* _The exercise_:
Treat the line containing "Place one pin on each instance of the black" as the first line and the final line of the material below as the last; reproduce that range exactly.

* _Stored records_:

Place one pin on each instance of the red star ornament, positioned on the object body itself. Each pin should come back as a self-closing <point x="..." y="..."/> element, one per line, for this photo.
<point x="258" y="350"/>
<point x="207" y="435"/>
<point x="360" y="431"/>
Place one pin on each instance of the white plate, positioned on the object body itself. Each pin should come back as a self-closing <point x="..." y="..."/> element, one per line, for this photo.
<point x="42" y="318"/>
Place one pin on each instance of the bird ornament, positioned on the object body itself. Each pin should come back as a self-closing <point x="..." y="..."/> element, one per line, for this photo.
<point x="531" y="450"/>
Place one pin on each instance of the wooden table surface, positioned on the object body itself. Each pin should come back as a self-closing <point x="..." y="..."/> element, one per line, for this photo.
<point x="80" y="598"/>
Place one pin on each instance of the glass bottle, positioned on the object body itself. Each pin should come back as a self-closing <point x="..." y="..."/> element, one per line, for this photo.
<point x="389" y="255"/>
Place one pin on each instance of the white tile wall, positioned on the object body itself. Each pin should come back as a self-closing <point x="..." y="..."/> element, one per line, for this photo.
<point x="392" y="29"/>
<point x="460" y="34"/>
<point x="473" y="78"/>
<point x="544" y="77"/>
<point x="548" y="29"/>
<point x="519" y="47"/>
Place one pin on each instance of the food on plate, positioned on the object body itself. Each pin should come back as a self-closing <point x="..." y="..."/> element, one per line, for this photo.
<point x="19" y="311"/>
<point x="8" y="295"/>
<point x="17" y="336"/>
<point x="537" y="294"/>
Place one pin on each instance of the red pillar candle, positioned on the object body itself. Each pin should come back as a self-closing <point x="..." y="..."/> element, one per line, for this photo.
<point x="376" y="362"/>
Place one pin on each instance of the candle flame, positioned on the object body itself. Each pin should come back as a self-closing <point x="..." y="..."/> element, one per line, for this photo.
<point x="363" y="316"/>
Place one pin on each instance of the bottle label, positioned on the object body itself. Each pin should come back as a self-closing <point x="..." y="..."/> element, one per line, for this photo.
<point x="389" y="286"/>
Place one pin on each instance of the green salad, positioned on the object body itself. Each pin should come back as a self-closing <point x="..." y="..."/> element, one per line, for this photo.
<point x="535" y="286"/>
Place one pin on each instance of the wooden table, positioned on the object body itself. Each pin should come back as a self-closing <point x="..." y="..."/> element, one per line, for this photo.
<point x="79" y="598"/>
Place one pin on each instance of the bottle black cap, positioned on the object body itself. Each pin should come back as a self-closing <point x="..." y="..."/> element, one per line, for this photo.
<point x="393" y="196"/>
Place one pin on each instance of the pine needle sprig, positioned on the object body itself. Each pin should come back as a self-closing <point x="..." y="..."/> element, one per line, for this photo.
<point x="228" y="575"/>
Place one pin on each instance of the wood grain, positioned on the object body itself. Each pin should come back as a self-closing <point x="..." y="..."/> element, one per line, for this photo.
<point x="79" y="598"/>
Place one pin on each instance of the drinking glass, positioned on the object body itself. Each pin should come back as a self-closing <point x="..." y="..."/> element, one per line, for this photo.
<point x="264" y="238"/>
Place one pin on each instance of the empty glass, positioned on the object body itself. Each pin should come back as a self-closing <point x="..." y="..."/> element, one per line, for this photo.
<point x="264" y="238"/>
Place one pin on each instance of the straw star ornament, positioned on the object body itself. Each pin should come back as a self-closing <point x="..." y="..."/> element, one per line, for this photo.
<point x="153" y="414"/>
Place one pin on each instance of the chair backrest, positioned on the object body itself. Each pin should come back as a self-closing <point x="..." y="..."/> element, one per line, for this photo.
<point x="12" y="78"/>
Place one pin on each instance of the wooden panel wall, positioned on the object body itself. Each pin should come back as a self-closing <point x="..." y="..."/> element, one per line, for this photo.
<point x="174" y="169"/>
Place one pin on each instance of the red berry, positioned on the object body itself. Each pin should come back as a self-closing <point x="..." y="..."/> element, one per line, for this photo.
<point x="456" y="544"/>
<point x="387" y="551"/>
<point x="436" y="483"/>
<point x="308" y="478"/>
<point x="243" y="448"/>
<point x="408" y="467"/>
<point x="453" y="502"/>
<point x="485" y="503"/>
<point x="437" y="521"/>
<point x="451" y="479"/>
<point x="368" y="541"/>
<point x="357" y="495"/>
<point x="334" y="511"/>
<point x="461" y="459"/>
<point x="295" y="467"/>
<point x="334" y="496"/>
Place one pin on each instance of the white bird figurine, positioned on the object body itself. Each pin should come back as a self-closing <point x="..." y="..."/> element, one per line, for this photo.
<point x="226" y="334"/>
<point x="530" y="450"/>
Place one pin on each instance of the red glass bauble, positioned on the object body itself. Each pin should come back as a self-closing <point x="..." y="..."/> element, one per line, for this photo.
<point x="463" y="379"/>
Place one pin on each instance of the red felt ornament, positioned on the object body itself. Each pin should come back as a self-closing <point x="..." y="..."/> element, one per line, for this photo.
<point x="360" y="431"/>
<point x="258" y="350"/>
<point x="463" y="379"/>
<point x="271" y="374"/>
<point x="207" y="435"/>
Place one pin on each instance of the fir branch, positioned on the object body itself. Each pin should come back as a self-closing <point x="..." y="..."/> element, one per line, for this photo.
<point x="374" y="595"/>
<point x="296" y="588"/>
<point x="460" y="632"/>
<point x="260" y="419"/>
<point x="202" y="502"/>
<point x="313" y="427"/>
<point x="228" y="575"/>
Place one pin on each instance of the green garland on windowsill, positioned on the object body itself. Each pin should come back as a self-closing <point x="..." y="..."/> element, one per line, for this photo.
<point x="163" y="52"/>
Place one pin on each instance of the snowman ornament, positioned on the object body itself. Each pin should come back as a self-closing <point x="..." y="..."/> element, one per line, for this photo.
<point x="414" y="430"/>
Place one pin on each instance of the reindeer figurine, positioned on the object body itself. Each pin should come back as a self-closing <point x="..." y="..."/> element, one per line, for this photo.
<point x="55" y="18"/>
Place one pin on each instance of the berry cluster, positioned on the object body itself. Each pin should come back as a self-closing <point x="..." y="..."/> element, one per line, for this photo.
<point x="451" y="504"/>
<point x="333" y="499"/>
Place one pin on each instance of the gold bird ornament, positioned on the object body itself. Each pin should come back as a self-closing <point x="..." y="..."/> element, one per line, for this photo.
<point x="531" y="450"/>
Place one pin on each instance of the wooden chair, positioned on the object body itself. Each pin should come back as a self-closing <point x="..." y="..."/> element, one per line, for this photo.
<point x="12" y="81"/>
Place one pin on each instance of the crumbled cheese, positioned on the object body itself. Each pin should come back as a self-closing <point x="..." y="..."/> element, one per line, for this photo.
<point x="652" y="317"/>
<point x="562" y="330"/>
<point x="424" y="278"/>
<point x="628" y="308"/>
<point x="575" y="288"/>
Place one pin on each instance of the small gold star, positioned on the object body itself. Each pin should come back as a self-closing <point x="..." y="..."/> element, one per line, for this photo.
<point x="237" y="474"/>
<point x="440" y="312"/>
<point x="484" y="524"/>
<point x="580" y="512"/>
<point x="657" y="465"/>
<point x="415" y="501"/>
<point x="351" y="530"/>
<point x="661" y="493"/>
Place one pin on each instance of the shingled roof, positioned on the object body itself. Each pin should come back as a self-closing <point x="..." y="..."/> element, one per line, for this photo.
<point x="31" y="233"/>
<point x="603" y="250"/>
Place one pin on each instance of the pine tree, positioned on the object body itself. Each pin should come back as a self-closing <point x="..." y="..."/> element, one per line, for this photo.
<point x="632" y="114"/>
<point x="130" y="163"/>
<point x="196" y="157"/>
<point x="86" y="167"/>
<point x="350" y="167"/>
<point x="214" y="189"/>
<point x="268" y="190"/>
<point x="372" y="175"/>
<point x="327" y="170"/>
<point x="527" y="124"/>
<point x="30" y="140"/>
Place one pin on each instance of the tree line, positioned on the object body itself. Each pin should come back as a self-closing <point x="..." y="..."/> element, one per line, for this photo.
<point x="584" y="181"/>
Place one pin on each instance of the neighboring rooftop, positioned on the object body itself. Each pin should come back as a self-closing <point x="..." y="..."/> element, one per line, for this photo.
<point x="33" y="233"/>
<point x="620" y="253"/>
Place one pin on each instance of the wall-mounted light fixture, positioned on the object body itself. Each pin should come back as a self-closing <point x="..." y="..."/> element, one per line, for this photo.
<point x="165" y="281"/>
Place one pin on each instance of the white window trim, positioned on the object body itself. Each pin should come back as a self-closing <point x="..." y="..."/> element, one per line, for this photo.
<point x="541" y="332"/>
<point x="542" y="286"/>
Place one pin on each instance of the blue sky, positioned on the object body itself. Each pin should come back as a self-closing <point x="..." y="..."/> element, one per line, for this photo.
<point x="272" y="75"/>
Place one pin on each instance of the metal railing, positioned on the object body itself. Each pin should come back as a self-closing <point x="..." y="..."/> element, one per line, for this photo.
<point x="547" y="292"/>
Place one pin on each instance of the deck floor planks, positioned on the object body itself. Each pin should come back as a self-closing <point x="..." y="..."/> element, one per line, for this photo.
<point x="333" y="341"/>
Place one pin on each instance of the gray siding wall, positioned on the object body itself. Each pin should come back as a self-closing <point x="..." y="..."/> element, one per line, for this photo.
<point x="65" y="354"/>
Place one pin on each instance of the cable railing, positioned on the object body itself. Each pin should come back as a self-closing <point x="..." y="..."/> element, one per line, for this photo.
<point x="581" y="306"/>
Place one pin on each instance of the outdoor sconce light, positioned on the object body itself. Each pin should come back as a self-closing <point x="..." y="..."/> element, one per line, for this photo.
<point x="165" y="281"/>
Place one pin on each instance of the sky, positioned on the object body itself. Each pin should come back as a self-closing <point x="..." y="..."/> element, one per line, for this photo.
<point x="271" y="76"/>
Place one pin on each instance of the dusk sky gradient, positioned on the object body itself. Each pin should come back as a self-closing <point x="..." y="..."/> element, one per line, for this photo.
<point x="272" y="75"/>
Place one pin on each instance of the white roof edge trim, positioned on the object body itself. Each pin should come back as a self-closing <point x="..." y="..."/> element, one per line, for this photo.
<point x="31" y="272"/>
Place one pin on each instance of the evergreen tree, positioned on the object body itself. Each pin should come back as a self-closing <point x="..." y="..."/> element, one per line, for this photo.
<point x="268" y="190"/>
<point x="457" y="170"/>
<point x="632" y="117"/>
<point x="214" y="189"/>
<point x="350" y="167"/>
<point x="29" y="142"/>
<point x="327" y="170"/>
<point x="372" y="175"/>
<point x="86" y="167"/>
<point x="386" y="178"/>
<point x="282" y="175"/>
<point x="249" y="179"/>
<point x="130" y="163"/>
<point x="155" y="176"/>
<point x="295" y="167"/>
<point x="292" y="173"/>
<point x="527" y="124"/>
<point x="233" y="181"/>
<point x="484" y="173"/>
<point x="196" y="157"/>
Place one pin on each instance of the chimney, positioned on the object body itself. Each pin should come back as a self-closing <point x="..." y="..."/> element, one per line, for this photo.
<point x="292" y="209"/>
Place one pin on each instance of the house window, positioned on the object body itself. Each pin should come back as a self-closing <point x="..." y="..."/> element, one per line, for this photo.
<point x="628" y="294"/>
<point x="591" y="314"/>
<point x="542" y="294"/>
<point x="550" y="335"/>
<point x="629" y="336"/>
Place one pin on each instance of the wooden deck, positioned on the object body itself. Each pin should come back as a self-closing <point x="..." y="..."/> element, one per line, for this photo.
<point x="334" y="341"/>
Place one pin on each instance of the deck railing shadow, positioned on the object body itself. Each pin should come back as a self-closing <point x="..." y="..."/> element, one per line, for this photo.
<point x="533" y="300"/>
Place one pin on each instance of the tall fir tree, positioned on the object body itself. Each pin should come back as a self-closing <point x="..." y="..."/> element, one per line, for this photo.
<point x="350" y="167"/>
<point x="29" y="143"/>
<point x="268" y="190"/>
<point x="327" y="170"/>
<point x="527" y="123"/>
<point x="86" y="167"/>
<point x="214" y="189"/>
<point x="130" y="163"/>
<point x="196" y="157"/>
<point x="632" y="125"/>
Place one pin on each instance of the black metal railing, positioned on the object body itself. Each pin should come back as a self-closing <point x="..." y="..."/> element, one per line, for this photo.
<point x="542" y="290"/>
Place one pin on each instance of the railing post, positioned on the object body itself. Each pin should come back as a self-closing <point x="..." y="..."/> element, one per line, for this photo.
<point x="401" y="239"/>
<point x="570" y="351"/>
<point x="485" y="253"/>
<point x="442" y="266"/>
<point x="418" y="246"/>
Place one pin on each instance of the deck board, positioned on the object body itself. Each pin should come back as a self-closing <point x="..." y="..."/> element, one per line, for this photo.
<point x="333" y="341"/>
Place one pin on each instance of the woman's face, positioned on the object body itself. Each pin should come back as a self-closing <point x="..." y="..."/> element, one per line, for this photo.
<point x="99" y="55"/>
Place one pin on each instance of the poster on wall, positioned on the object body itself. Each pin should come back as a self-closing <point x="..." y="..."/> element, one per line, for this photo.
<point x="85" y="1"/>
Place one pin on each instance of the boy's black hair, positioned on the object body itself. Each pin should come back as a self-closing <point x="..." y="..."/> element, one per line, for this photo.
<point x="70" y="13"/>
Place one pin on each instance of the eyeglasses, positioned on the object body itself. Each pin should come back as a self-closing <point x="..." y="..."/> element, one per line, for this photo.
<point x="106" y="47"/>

* _Task solution_:
Place one pin on each instance of the black metal railing, positioned on the object body itself. Each pin should come back as a self-closing <point x="..." y="..."/> element, one per line, for this photo.
<point x="542" y="290"/>
Place one pin on each instance of the railing post, positioned on the object body itself. Each pin should come back as a self-closing <point x="..." y="..."/> element, one per line, for this photo.
<point x="401" y="239"/>
<point x="570" y="351"/>
<point x="485" y="253"/>
<point x="442" y="266"/>
<point x="418" y="246"/>
Place one pin on each instance of the deck board, positioned on the object body itself. Each pin should come back as a self-closing <point x="..." y="..."/> element, one per line, for this photo.
<point x="333" y="341"/>
Place one pin on each instance of the woman's face, positioned on the object body itself. Each pin should come back as a self-closing <point x="..." y="..."/> element, one per line, for this photo.
<point x="99" y="55"/>
Place one pin on each instance of the poster on wall, positioned on the object body itself. Each pin should come back as a self-closing <point x="..." y="..."/> element, one per line, for this photo.
<point x="85" y="1"/>
Place one pin on each instance of the boy's black hair, positioned on the object body itself. Each pin should come back as a self-closing <point x="..." y="..."/> element, one per line, for this photo.
<point x="70" y="13"/>
Place one pin on each instance of the eyeglasses, positioned on the object body itself. Each pin should come back as a self-closing <point x="..." y="..."/> element, one per line, for this photo.
<point x="106" y="47"/>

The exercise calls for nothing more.